Quoted passage
The Impact of Increasing the Minimum Wage on Unemployment: No Evidence of Harm

Minimum Wage vs. Unemployment Rates, 1950-Jan 2013

Minimum Wage vs. Ratio of Unemployment Rates, 1950-Jan 2013

A.  Introduction

In his State of the Union speech last month, President Obama called for a rise in the federal minimum wage from the current $7.25 per hour to a new rate of $9.00 per hour.  This would be a 24% increase, but would still mean that someone working full time, 40 hours per week, 52 weeks a year (no vacation), would earn only $18,720 a year.  Such a full time worker would still be earning well less than the current federal poverty line for a family of four of $23,050 per year.  The proposed increase is modest.

Republican leaders nonetheless immediately denounced the proposal, asserting that raising the minimum wage would hurt, not help, the poor, as they would lose their jobs.  They assert that instead of seeing an increase in their wage, the minimum wage workers would be fired.  And unlike in many other areas (such as the impact of fiscal policies) the Republican leadership here is making an argument that one would find in an introductory economics course.  Elementary economics would indeed argue that in perfectly competitive markets, an increase in the minimum wage would lead to such workers losing their jobs rather than being paid more.

B.  Have Increases in the Minimum Wage Led to Higher Unemployment of Such Workers in the Past?

But what is the evidence?  If increases in the minimum wage lead to such workers being fired, one would see higher unemployment among such workers very quickly in the months following each increase in the minimum wage in the past.  The graphs above show what in fact has happened.

The first graph shows the federal mandated minimum wage since 1950, in real inflation adjusted terms (using the CPI), plus the unemployment rates for all workers and separately for workers aged 16 to 24.  The data comes from the Bureau of Labor Statistics, but was downloaded for convenience from FRED, the Federal Reserve Economic Data web site maintained by the Federal Reserve Bank of St. Louis.  The unemployment rate for workers aged 16 to 24 is shown separately as one would expect that increases in the minimum wage would increase unemployment especially sharply in that group, if the assertion is correct that increases in the minimum wage lead to such workers losing their jobs.  Approximately 51% of the hourly wage workers earning the minimum wage are in this 16 to 24 age group.

First of all, it is worth noting that the minimum wage, when adjusted to reflect general inflation, is a good deal lower now than a half century ago.  It reached a high (in prices of January 2013) of $10.82 in February 1968, and lows of $6.02 in March 1990 and $5.75 in June 2007.  It averaged close to $9.00 an hour over the twenty-five years of 1957-81 (inclusive), and is only $7.25 currently (almost 20% less).  The Obama proposal is modest, as he has only asked Congress to bring it back to that $9.00 an hour, the rate of a half century ago.

Raw records
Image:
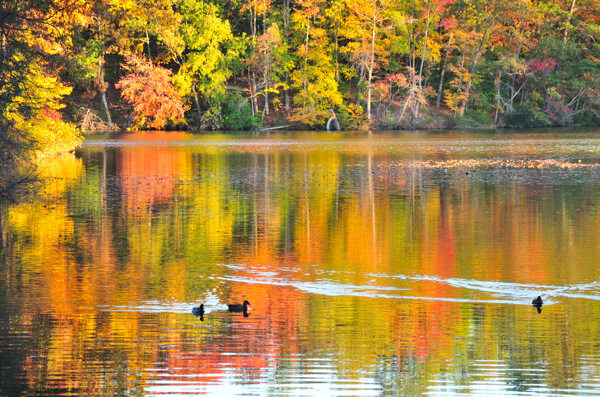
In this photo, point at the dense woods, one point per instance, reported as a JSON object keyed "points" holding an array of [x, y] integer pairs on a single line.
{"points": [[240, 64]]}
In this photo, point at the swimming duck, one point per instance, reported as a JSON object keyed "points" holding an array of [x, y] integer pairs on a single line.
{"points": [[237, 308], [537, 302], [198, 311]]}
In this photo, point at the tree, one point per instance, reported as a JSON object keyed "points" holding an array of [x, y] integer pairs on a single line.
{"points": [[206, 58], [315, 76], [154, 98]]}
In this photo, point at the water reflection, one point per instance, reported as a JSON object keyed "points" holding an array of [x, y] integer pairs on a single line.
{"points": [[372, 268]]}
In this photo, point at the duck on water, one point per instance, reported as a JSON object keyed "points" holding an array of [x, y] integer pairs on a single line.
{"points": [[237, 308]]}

...

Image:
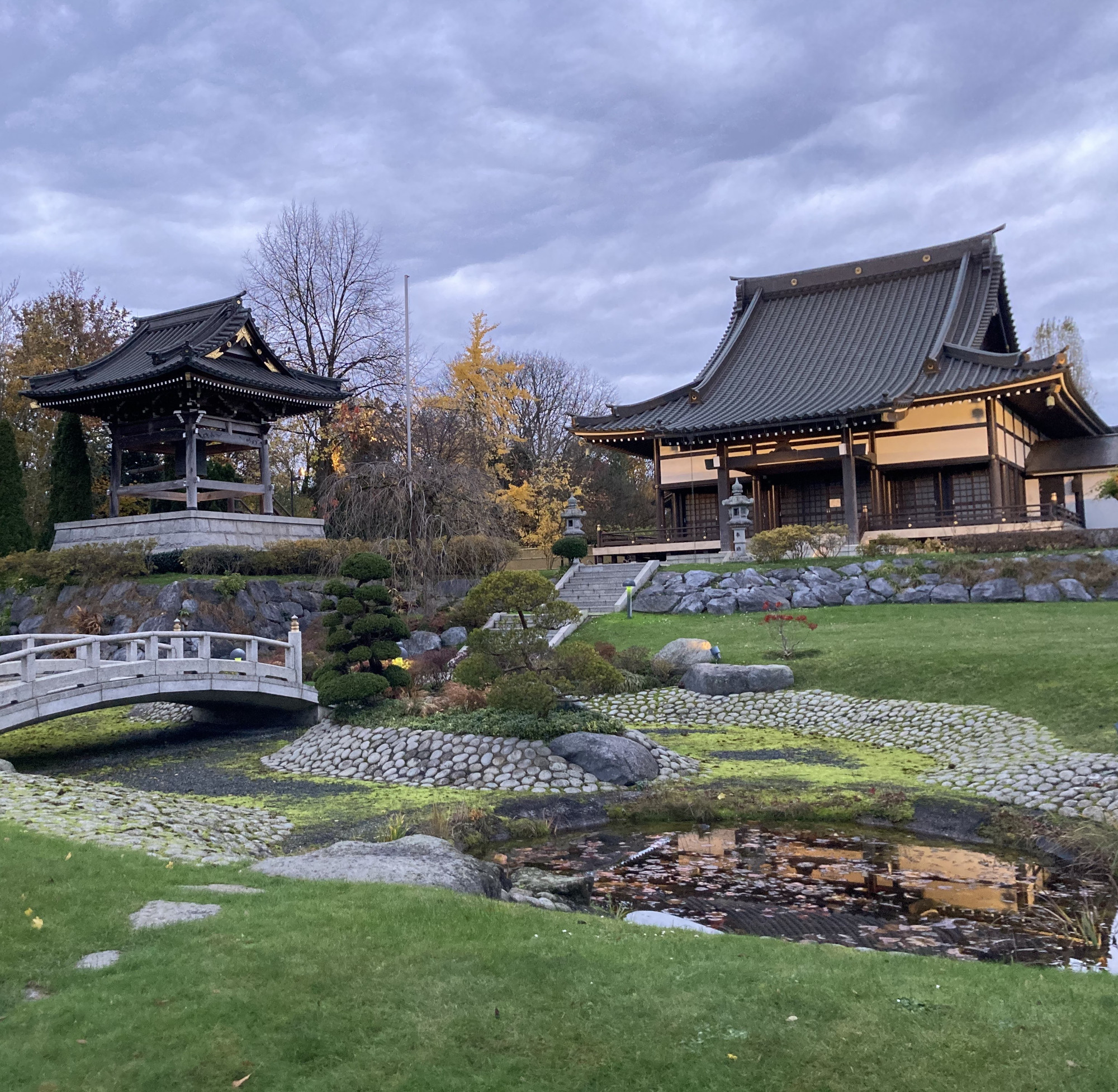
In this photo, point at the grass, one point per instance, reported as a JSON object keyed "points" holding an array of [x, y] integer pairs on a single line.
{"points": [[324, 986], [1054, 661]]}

...

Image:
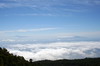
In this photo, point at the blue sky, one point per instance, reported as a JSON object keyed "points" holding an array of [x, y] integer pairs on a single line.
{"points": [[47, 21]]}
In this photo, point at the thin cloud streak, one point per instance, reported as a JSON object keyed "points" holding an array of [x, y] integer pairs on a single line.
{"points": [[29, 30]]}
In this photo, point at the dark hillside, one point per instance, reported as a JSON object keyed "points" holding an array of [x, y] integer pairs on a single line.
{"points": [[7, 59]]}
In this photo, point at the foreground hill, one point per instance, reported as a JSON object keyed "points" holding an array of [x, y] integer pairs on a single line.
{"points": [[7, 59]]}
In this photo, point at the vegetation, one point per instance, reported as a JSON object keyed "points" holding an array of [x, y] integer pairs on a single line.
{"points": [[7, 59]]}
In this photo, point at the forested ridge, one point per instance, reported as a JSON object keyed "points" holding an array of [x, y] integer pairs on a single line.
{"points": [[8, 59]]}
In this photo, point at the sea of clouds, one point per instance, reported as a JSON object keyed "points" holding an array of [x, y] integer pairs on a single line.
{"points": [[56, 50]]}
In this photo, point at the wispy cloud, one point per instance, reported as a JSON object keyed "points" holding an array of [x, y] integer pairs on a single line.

Short exercise
For each statement about the minimum wage article above, answer yes or no and quote the words from the article that decide it. 1. At the proposed rate of $9.00 per hour, a full-time worker would earn more than the federal poverty line for a family of four. 2. The inflation-adjusted minimum wage reached its highest point in February 1968. 3. About half of the hourly wage workers earning the minimum wage are aged 16 to 24.

The completed task
1. No: "Such a full time worker would still be earning well less than the current federal poverty line for a family of four of $23,050 per year."
2. Yes: "It reached a high (in prices of January 2013) of $10.82 in February 1968"
3. Yes: "Approximately 51% of the hourly wage workers earning the minimum wage are in this 16 to 24 age group."